▶ [TEXT TO READ]
· · · · ·
Francis Engelmann, special advisor to Heritage House (the agency that oversees the preservation of Luang Prabang under the aegis of UNESCO), stood me before an aerial sketch of Luang Prabang in his office that overlooks the confluence of the Mekong and Nam Khan. Where I saw squares and lines, Engelmann envisioned a community. He traced a route with his finger through the town, leading me from one of the city's 200 or so ponds, through its neighborhoods—or ban, as they're called—past wood homes on stilts, along a narrow lane past a French villa to a temple, then ending at the Mekong.

"Most visitors come to Luang Prabang and leave with an image of a nice colonial city. They miss half of it," Engelmann said with a shrug. The image he was referring to is centered around Sisavangvong Road, which has been dubbed Thang Falang (Foreigner Road) by some locals. It's easy to see why. The street is an open-air museum of 19th-century French masonry—two-story buildings with tall windows, wood shutters, and creamy façades. Spin the racks of postcards and you can almost smell the frangipani. Travel agents advertise flights to Ko Samui and Siem Reap. Uniformed schoolkids shout "Bonjour!" from the grounds of the old Ecole Primaire. English is the lingua franca, the dollar the de facto currency. Sisavangvong Road is not tacky or overrun, but it is usually the only slice of town that many visitors see. And as quaint as its villas and row houses are, the town's colonial section is no Hanoi Old Quarter or even Shanghai Bund. The foreign-built buildings recall only a minor port from the colonial-era Caribbean. "What is most precious here," Engelmann said, "are the remains of the city before cement."

Beneath the cracks of the French colonial masonry is a traditional wooden town—some 600 historic buildings in total. "Here we have, in one city, two cities," said Engelmann, who works with a staff of 15 local architects. "It's like Alice in Wonderland: You have to cross through the mirror and enter another universe." And in Luang Prabang the mirror is a series of redbrick pathways, each of which costs Heritage House a few thousand dollars to restore—a small price to pay to get off the main street.

The lane off Sisavangvong Road leads to one of the town's oldest ban, dominated by a wooden mansion built around 1900, before colonial architecture was adopted by local aristocracy. Along the brick path leading to it are herb and flower gardens. The structure, Villa Xieng Mouane, was renovated by Heritage House in 1998. The building perches atop eight rows of stilts, sunken into a brick foundation on marshy ground. Coconut trees shade the roof. Single planks form the walls and floor, which creak with every step. Despite myself, I thought it little more than a crumbling hut. The setting, too, felt malarial. It seemed to me an emblem of the impossibilities of preservation.
· · · · ·
▶ [LISTED ENTRIES]

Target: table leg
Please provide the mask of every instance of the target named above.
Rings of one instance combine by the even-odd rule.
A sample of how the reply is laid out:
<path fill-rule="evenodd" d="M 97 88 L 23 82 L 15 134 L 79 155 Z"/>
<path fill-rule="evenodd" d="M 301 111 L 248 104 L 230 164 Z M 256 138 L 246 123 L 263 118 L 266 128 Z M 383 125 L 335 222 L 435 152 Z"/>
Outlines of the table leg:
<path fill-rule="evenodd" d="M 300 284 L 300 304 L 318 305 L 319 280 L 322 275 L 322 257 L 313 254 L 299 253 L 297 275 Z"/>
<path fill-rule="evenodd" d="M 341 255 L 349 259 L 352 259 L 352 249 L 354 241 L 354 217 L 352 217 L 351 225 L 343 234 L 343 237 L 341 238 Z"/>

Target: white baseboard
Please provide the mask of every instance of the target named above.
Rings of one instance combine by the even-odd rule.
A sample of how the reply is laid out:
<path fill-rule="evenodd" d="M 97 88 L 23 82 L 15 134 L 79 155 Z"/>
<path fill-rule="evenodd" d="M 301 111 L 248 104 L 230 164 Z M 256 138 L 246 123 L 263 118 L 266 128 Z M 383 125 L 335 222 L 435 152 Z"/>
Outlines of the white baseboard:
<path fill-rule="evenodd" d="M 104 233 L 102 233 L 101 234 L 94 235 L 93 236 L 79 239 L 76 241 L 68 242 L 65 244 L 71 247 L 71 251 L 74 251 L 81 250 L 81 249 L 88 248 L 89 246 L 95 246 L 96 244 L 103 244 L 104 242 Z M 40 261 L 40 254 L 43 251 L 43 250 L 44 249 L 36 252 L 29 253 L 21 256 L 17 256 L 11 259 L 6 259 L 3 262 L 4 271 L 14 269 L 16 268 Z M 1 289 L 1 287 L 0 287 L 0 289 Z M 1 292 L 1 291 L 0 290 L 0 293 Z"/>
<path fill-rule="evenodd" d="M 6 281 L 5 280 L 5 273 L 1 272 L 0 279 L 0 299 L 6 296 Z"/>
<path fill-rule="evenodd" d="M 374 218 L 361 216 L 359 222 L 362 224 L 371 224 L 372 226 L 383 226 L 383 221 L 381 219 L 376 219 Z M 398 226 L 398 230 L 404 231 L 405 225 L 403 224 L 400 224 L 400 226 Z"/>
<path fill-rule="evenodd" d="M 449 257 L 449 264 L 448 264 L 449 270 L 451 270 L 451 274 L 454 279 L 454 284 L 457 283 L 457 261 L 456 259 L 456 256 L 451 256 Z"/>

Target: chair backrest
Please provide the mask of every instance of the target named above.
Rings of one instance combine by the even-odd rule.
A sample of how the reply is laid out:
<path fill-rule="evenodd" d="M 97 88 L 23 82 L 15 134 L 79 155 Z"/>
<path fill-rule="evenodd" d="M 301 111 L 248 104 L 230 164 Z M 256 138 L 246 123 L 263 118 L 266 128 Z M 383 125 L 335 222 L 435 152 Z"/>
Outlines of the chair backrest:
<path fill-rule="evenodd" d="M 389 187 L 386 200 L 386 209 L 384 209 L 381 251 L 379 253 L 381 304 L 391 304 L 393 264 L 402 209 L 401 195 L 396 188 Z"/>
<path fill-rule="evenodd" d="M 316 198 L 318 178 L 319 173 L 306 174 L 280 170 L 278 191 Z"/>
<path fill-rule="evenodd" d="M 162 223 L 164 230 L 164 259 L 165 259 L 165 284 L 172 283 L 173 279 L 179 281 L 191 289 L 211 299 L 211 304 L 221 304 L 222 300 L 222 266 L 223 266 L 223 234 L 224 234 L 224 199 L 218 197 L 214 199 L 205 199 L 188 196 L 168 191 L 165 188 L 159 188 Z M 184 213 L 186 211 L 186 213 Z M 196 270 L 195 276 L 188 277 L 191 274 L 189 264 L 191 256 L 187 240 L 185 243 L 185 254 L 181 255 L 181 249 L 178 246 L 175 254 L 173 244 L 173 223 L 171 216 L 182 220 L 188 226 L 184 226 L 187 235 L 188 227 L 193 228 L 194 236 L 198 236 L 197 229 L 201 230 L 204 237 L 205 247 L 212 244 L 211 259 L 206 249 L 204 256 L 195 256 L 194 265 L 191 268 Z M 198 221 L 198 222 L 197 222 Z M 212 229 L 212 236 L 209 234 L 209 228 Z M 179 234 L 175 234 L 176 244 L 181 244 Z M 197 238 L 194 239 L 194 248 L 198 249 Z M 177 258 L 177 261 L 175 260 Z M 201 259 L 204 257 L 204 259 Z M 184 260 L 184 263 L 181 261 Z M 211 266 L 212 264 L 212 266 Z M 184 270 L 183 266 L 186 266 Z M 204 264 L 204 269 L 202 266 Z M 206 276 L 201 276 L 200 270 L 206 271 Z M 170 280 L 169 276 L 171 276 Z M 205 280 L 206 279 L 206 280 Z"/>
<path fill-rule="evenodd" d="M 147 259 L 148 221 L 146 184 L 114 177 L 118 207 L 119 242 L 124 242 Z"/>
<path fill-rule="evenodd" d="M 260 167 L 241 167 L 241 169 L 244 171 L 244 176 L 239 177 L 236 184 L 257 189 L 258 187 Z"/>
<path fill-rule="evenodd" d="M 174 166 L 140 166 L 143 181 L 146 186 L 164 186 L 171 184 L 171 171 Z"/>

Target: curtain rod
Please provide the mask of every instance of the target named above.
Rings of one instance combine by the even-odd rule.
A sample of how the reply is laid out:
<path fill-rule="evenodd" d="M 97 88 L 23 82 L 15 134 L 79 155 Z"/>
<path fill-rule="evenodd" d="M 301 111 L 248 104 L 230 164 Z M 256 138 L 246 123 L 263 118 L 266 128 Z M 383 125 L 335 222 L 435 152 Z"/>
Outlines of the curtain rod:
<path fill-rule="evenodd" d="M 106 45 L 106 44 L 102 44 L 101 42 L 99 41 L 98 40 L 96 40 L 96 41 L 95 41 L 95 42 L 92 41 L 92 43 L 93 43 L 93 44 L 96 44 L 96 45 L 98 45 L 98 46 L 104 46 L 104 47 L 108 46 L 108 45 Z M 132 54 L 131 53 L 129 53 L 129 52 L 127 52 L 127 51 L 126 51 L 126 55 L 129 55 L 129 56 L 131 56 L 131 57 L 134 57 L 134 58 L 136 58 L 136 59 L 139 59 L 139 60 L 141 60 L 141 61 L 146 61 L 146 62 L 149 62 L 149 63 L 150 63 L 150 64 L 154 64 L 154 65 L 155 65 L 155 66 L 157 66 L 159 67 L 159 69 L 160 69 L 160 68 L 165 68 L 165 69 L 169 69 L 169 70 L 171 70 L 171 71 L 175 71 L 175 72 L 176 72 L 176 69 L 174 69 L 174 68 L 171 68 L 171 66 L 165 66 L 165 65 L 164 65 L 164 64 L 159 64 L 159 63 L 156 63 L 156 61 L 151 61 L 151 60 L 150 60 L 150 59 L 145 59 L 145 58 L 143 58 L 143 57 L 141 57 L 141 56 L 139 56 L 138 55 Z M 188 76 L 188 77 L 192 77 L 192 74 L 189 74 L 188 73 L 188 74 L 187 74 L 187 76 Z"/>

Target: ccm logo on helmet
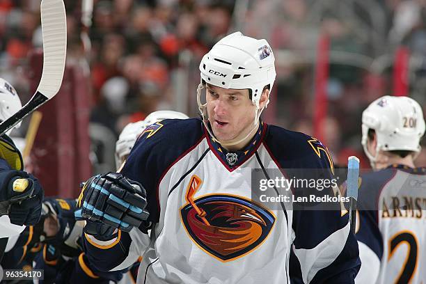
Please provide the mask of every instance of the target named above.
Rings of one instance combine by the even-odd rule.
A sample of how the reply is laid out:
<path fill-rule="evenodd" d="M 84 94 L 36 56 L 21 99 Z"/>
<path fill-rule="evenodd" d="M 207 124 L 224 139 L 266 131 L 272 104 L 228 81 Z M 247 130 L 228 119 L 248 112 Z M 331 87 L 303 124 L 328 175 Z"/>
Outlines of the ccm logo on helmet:
<path fill-rule="evenodd" d="M 223 78 L 226 77 L 226 74 L 221 73 L 219 71 L 214 71 L 214 70 L 212 70 L 212 69 L 209 70 L 209 73 L 214 74 L 215 75 L 223 77 Z"/>
<path fill-rule="evenodd" d="M 10 85 L 7 83 L 4 83 L 4 88 L 8 90 L 12 95 L 15 95 L 15 90 Z"/>

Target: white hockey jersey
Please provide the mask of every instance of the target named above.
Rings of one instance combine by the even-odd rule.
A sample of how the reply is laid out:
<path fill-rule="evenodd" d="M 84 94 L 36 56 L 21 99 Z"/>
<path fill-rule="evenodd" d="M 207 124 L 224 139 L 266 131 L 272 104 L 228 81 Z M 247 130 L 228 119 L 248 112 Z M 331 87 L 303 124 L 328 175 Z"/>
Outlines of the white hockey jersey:
<path fill-rule="evenodd" d="M 358 246 L 340 203 L 320 211 L 255 202 L 255 168 L 270 180 L 283 176 L 279 168 L 324 168 L 331 178 L 333 163 L 316 139 L 264 123 L 236 152 L 198 119 L 148 127 L 122 173 L 146 189 L 150 237 L 143 226 L 109 242 L 86 235 L 86 255 L 99 269 L 124 269 L 142 255 L 139 283 L 282 284 L 292 277 L 292 247 L 303 282 L 354 283 Z"/>
<path fill-rule="evenodd" d="M 357 283 L 426 283 L 426 168 L 393 165 L 363 175 Z"/>

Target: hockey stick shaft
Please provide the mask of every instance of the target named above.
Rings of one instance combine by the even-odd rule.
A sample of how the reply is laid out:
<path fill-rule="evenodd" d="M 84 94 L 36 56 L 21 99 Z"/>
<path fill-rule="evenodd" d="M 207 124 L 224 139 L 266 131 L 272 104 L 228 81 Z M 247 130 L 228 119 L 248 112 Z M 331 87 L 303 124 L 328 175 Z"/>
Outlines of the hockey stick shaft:
<path fill-rule="evenodd" d="M 355 156 L 347 159 L 347 194 L 350 199 L 349 223 L 351 231 L 355 233 L 356 226 L 356 202 L 358 200 L 358 178 L 359 176 L 359 159 Z"/>
<path fill-rule="evenodd" d="M 31 100 L 21 109 L 0 124 L 0 136 L 4 134 L 8 130 L 18 124 L 19 121 L 47 102 L 48 100 L 42 93 L 37 92 Z"/>
<path fill-rule="evenodd" d="M 42 116 L 43 115 L 40 111 L 34 111 L 31 116 L 31 120 L 30 120 L 26 135 L 25 136 L 25 147 L 24 148 L 24 151 L 22 151 L 22 159 L 24 161 L 26 161 L 31 152 Z"/>

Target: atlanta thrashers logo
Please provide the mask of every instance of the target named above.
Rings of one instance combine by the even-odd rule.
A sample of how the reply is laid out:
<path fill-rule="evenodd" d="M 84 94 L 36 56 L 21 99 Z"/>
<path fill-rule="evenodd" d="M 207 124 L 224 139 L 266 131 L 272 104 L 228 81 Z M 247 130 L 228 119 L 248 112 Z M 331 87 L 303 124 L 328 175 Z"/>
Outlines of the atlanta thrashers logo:
<path fill-rule="evenodd" d="M 240 196 L 210 195 L 193 199 L 201 180 L 191 178 L 188 203 L 180 210 L 191 239 L 205 252 L 221 261 L 250 253 L 267 237 L 275 222 L 269 211 Z"/>

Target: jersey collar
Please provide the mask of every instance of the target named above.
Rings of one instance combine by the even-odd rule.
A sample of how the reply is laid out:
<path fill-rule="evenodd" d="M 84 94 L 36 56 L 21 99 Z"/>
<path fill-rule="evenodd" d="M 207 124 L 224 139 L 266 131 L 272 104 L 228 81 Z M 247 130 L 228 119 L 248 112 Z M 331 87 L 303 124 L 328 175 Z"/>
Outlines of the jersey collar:
<path fill-rule="evenodd" d="M 266 132 L 267 125 L 262 120 L 259 124 L 260 126 L 256 134 L 250 141 L 250 143 L 244 149 L 238 151 L 228 151 L 220 143 L 213 140 L 207 130 L 205 129 L 205 132 L 207 133 L 207 139 L 210 149 L 228 171 L 232 171 L 244 164 L 262 143 Z"/>

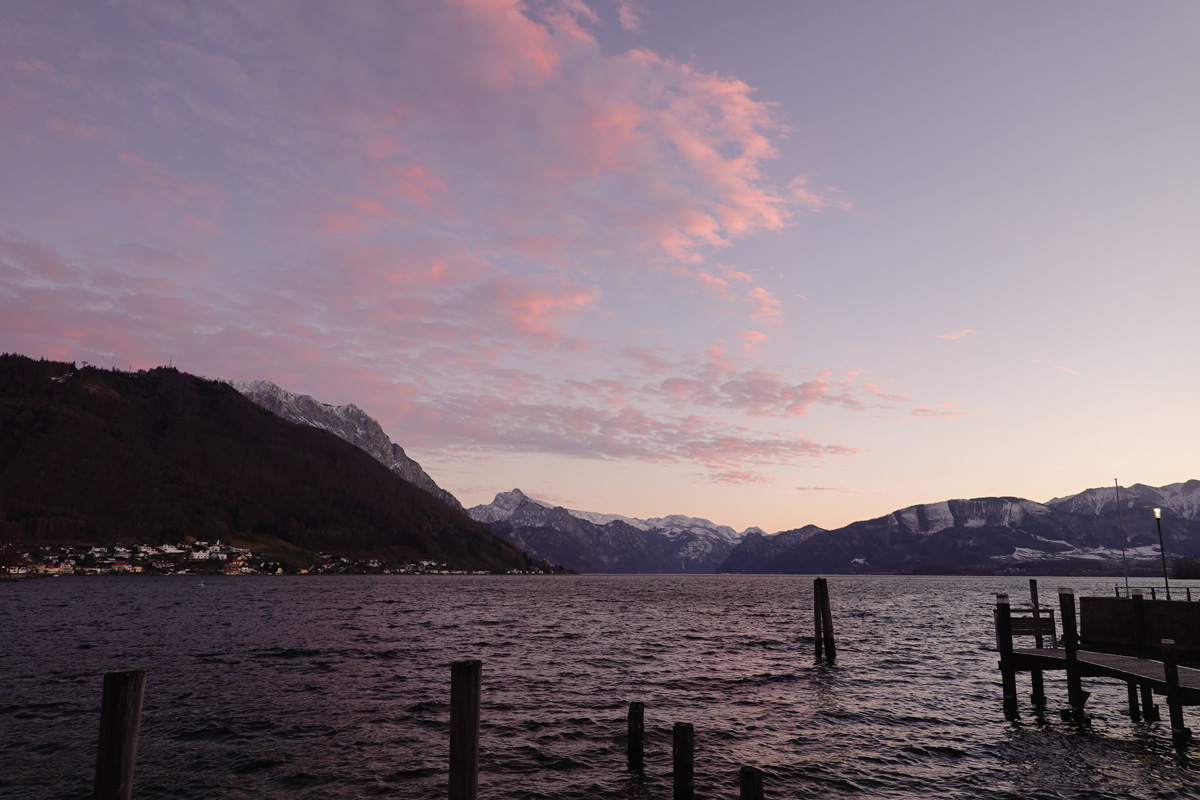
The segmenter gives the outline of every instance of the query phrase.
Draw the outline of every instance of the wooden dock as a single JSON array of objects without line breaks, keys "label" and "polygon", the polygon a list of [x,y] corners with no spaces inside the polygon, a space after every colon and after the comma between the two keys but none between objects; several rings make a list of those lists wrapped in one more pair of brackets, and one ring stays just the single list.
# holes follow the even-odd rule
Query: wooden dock
[{"label": "wooden dock", "polygon": [[[1039,714],[1045,711],[1045,692],[1042,674],[1045,670],[1062,669],[1067,673],[1067,699],[1069,708],[1063,709],[1063,720],[1079,724],[1087,722],[1084,705],[1091,692],[1084,691],[1082,679],[1110,679],[1126,684],[1129,703],[1129,717],[1136,722],[1157,722],[1158,708],[1154,696],[1166,699],[1170,710],[1171,739],[1177,748],[1183,748],[1192,740],[1192,732],[1183,723],[1183,706],[1200,705],[1200,669],[1181,667],[1176,652],[1175,639],[1163,638],[1151,644],[1145,620],[1146,601],[1141,596],[1130,597],[1124,614],[1128,630],[1114,633],[1110,625],[1108,638],[1114,650],[1097,648],[1088,642],[1081,646],[1079,626],[1076,625],[1075,593],[1072,589],[1058,590],[1058,614],[1062,633],[1058,634],[1054,622],[1054,610],[1042,608],[1038,603],[1037,581],[1030,581],[1031,603],[1028,609],[1013,609],[1008,595],[996,595],[996,649],[1000,652],[1000,674],[1004,692],[1004,714],[1009,718],[1018,716],[1016,673],[1031,674],[1033,692],[1030,698]],[[1170,601],[1163,601],[1163,607]],[[1192,603],[1188,603],[1190,606]],[[1081,606],[1084,610],[1087,604]],[[1110,612],[1111,609],[1109,609]],[[1156,609],[1162,610],[1162,609]],[[1170,609],[1165,609],[1170,612]],[[1195,609],[1187,609],[1190,614]],[[1109,614],[1109,612],[1105,612]],[[1111,616],[1111,614],[1109,614]],[[1087,624],[1085,619],[1085,626]],[[1106,621],[1111,622],[1111,619]],[[1190,631],[1192,626],[1178,630]],[[1034,637],[1033,648],[1014,648],[1014,636]],[[1114,638],[1115,637],[1115,638]],[[1051,646],[1045,646],[1046,639]],[[1058,646],[1061,643],[1062,646]],[[1194,651],[1195,642],[1184,642],[1184,651]],[[1133,649],[1136,655],[1128,655]],[[1151,654],[1162,658],[1145,657]],[[1139,697],[1140,696],[1140,697]]]},{"label": "wooden dock", "polygon": [[[1117,680],[1148,684],[1158,694],[1166,694],[1165,667],[1162,661],[1118,656],[1111,652],[1076,650],[1080,678],[1115,678]],[[1016,648],[1013,650],[1013,667],[1016,672],[1033,669],[1066,669],[1067,651],[1052,648]],[[1200,705],[1200,669],[1177,667],[1180,674],[1180,703]]]}]

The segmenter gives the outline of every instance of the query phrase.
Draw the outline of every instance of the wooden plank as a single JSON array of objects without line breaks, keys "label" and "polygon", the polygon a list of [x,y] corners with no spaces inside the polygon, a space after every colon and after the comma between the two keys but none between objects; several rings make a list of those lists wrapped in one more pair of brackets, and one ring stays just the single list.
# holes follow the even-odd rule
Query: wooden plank
[{"label": "wooden plank", "polygon": [[[1018,670],[1028,669],[1066,669],[1066,650],[1020,648],[1013,649],[1013,666]],[[1166,675],[1162,661],[1118,656],[1111,652],[1076,651],[1078,663],[1087,669],[1090,678],[1134,679],[1139,682],[1153,684],[1156,688],[1166,690]],[[1180,690],[1187,694],[1188,705],[1200,704],[1200,669],[1178,667]]]}]

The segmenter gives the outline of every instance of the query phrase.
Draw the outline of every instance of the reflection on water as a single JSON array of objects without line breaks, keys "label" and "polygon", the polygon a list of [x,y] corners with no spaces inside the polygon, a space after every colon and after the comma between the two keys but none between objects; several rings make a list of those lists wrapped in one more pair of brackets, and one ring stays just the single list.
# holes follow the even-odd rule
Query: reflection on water
[{"label": "reflection on water", "polygon": [[[485,798],[670,796],[674,722],[695,724],[701,798],[736,796],[743,765],[775,798],[1200,794],[1163,724],[1122,715],[1121,685],[1091,687],[1087,732],[1027,703],[1004,721],[992,593],[1022,599],[1026,579],[829,588],[835,664],[814,662],[804,577],[2,584],[0,796],[89,796],[102,674],[138,666],[139,800],[442,798],[461,658],[484,661]],[[1046,692],[1066,703],[1061,673]],[[625,758],[631,700],[646,703],[642,771]]]}]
· · · · ·
▶ [SHORT PROBLEM A] From the Luang Prabang text, retype the part from "The lane off" up to and including "impossibilities of preservation.".
▶ [SHORT PROBLEM B] In the Luang Prabang text, in what year did Heritage House renovate Villa Xieng Mouane?

▶ [TASK SOLUTION A]
The lane off Sisavangvong Road leads to one of the town's oldest ban, dominated by a wooden mansion built around 1900, before colonial architecture was adopted by local aristocracy. Along the brick path leading to it are herb and flower gardens. The structure, Villa Xieng Mouane, was renovated by Heritage House in 1998. The building perches atop eight rows of stilts, sunken into a brick foundation on marshy ground. Coconut trees shade the roof. Single planks form the walls and floor, which creak with every step. Despite myself, I thought it little more than a crumbling hut. The setting, too, felt malarial. It seemed to me an emblem of the impossibilities of preservation.

▶ [TASK SOLUTION B] 1998